Requirements: Convert everything from the line containing "Exercise. Point out every instance of the white wall" down to the final line of the entries below into a JSON list of strings, one string per line, with blank lines omitted.

Material for the task:
····················
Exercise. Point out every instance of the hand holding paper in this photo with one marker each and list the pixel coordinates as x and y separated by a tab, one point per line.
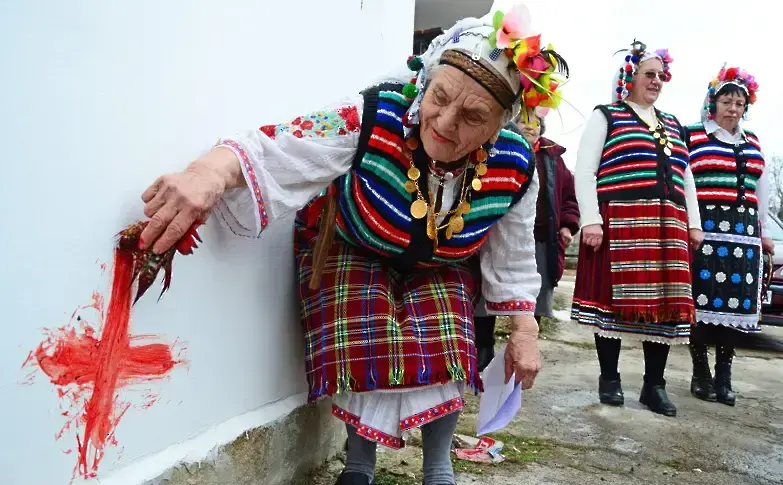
501	399
522	356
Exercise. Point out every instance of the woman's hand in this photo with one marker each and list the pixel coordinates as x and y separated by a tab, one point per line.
697	237
176	200
768	245
523	359
593	236
565	235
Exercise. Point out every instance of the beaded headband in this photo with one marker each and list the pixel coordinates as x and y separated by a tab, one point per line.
637	54
482	74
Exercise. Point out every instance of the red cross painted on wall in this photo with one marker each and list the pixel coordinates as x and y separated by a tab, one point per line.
92	370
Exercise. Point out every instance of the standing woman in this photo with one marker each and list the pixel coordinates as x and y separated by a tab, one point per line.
733	192
633	185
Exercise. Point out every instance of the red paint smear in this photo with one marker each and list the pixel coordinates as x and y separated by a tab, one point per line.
88	371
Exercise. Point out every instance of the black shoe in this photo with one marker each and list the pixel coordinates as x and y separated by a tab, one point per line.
701	383
484	356
723	391
610	392
353	478
654	397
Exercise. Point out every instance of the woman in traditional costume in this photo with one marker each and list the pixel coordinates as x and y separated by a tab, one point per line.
733	191
424	200
638	212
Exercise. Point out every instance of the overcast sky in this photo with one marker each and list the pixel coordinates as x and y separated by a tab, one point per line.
701	36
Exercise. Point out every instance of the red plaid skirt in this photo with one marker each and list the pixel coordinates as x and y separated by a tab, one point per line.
370	327
639	280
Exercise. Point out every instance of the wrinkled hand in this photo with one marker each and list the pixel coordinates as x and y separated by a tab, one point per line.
697	237
593	236
768	245
565	235
175	201
523	359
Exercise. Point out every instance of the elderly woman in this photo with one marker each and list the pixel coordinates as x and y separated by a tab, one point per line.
637	202
733	191
557	220
423	198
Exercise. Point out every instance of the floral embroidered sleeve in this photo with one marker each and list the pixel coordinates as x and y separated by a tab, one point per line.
510	281
287	164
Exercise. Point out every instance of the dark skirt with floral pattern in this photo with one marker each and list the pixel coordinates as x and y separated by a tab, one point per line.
727	270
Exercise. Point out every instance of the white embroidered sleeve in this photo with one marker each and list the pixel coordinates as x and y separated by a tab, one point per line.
691	200
510	281
588	158
287	164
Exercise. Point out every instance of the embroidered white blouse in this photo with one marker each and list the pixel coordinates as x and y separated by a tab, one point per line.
588	158
285	172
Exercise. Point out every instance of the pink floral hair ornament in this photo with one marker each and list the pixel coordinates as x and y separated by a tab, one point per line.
637	54
732	75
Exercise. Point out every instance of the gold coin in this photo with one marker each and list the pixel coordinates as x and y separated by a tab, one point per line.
457	224
419	209
432	231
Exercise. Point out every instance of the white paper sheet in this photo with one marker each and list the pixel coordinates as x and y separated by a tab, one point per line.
499	401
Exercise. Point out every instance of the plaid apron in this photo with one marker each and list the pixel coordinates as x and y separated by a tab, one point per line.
369	327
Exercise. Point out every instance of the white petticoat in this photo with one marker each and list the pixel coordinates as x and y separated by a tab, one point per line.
386	416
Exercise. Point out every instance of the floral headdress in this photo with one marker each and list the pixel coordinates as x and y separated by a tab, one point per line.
504	57
732	75
541	72
637	54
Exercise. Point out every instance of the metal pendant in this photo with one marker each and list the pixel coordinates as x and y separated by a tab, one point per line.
457	224
419	209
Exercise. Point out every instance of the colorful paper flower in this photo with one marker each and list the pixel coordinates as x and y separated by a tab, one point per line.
510	27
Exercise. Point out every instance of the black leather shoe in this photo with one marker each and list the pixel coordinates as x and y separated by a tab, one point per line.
703	388
610	392
656	399
484	356
353	478
723	391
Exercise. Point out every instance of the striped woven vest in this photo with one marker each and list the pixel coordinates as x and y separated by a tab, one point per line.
724	172
374	207
633	165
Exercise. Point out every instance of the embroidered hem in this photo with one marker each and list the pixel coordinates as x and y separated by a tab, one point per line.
634	337
743	323
512	307
430	415
367	432
250	174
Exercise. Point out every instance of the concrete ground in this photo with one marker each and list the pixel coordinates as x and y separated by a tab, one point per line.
563	436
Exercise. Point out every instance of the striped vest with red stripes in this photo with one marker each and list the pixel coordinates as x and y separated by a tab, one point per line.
633	164
724	172
374	207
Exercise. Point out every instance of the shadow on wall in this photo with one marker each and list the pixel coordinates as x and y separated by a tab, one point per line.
445	13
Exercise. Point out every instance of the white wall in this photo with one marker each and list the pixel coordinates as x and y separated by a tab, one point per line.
98	99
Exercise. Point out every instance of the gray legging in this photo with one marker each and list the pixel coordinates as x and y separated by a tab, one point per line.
436	443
····················
Exercise result:
[
  "Exercise. Point out every instance of the white wall in this photo with one marker each and list the pixel coordinates as x and y separated by a tab, one point per line.",
  "98\t99",
  "Exercise. Point out every instance of the gray legging in this photo with one marker each and list the pixel coordinates as x and y separated by a tab, one point per line.",
  "436\t443"
]